◆ Directions for this task ◆
Extend the blog post on Hampton seeking LGBT investors for its Phoebus district, writing the next few paragraphs from the point after its final sentence.
## Begin Supplied text
Michael Hamar

Virginia City Solicts LGBT Investors and Entrepreneurs

Filed By Michael Hamar | June 17, 2010 3:00 PM | comments

Filed in: Living, Politics
Tags: creative class, gay tourism, LGBT businesses, LGBT friendly cities

Will Phoebus' Mellen Street be the next Rehobeth Avenue or Duval Street?

While Virginia Governor "Taliban Bob" McDonnell and delusional Virginia AG Ken "Cooch" Cuccinelli endeavor to maintain Virginia's reputation as a non-gay friendly state, fortunately, there are elements within the state that want to change the situation. Indeed, there is growing recognition of the importance of the LGBT community in developing communities and cities that are magnets for what Richard Florida has termed the "creative class."

One example is the May 3, 2010, conference of the Virginia chapter of the American Planning Association held in Norfolk which specifically looked at the importance of LGBT businesses and the LGBT community in the revival of areas such as Norfolk's Ghent, Richmond's Carytown, and the Del Rey area of Alexandria. The conference even included a session on "Being Out . . . and In Business" which included two members of Hampton Roads Business Outreach ("HRBOR"), Virginia's only affiliate of the NGLCC, as panelists.

Now, for the first time to my knowledge a Hampton Roads city has specifically and enthusiastically sought the engagement of the LGBT community and LGBT investors/entrepreneurs in a revitalization effort.

One June 9, 2010 the City of Hampton Department of Economic Development invited HRBOR board members (I was an attendee) to a meeting to review the investment and development opportunities in the Phoebus area of the city. Phoebus, which was a bustling social and entertainment venue during World War II, and a small independent city until 1952, has the potential for pedestrian friendly development like Ghent, Carytown, the historic section of Rehobeth Beach, Old Town Key West and other areas that have become thriving LGBT and artistic centered neighborhoods and/or Phoebus will have increased water front and beach access, increased marina space, plus the continued draw of the Casemate Museum at the 19th century fort and the newly expanded American Theater (pictured right).
## End Supplied text
## Begin Available data
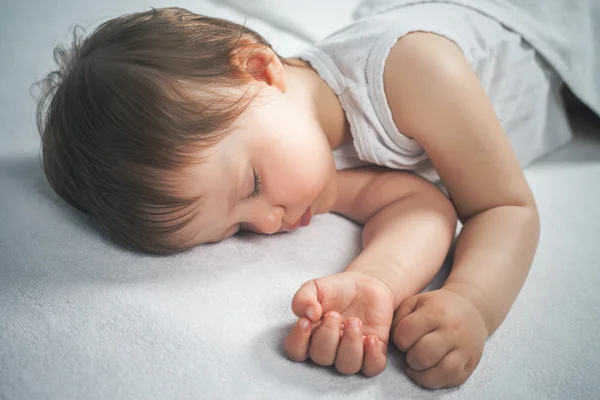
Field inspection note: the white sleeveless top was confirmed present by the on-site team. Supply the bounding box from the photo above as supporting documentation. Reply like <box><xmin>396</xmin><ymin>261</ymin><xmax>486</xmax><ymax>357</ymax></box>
<box><xmin>295</xmin><ymin>3</ymin><xmax>572</xmax><ymax>183</ymax></box>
## End Available data
◆ Response below ◆
As for economic incentives, through, various programs investors can pursue loan programs, grant programs, and both state and federal historic tax credits (combined a 45% credit), plus favorable zoning that allows the construction of new, green vintage look properties for first floor commercial use and second and third floor residential use. Information on these programs can be found here and here.

As for marketing the area from a tourism perspective, Phoebus is centrally located and less than an hour from Colonial Williamsburg, Busch Gardens, Water Country USA, Yorktown and Jamestown, as well as less than an hour from Virginia Beach. Situated at the first west bound exit from Interstate 64, Phoebus offers easy access for Norfolk shoppers/restaurant goers as well as the entire Virginia Peninsula population. Additional gay friendly accommodations will obviously be needed to make Phoebus a potential gay destination, but the city is looking into exactly that type of investment already.

Hampton is celebrating its 400 year anniversary this summer; its America's oldest continuous English speaking city. Of equal note, Hampton is also celebrating the city's first ever Diversity and Pride event this coming Saturday, June 19, 2010, at Millpoint Park in downtown on the waterfront, complete with the mayor and other city officials in attendance.

Will Hampton pull off this gay positive revitalization? Time will tell. But a good starting point already exists with a diverse population and existing restaurants, a great performing arts theater and other art venues, and interesting antique shops. In addition, one can hope that the City's endeavor will send a message to state officials like McDonnell and Cuccinelli that homophobia is not good for Virginia or for business.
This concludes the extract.